[Coordinate annotation entries]
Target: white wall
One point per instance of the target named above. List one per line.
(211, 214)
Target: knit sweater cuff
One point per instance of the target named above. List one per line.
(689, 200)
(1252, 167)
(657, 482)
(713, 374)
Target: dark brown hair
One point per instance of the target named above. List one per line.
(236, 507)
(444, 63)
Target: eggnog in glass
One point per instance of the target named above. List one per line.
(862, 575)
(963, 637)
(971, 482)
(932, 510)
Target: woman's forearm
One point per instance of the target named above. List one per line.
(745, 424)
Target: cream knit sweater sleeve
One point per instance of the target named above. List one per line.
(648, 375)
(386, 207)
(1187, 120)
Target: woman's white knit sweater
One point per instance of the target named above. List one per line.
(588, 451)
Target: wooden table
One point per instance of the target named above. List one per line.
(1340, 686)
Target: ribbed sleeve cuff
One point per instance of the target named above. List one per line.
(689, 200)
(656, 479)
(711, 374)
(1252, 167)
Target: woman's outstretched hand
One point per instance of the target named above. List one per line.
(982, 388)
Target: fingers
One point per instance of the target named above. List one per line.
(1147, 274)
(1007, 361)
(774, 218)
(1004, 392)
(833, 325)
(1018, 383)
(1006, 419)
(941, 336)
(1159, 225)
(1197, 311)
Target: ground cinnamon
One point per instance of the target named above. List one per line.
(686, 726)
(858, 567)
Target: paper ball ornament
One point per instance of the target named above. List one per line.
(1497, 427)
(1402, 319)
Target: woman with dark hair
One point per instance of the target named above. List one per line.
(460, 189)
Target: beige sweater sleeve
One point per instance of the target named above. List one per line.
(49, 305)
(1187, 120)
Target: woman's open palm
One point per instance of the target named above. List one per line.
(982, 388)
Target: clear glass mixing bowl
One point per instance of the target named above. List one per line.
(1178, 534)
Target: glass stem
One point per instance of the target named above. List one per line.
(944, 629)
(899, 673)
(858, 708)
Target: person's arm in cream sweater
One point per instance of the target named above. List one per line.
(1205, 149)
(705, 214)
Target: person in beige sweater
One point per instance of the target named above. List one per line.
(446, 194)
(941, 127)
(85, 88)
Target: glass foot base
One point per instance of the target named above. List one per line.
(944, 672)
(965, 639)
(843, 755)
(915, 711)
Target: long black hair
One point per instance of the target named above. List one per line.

(What is asked): Reproduce every line of the records from the line containing "Target: clear glass mixing bowl" through the end of the records, both ends included, and offset each coordinate number by -143 while leaving all other lines unchanged.

(The output):
Target: clear glass mixing bowl
One point per instance of the target named above. List one per line.
(1035, 391)
Target: glass stem
One point per instance of the target named above. List one per line.
(801, 486)
(756, 530)
(715, 565)
Target: person's arm in cream sweater
One point per instance of the target named above. List one per line.
(1062, 6)
(562, 71)
Target: person in beige sweater
One point per instance of the target named above. List one per line.
(303, 51)
(798, -16)
(-58, -55)
Target: glass foot base
One point per instance of the target named above. List one per line.
(801, 529)
(822, 496)
(700, 612)
(772, 568)
Target: long black hair
One point per instance of the target named above. List one per line.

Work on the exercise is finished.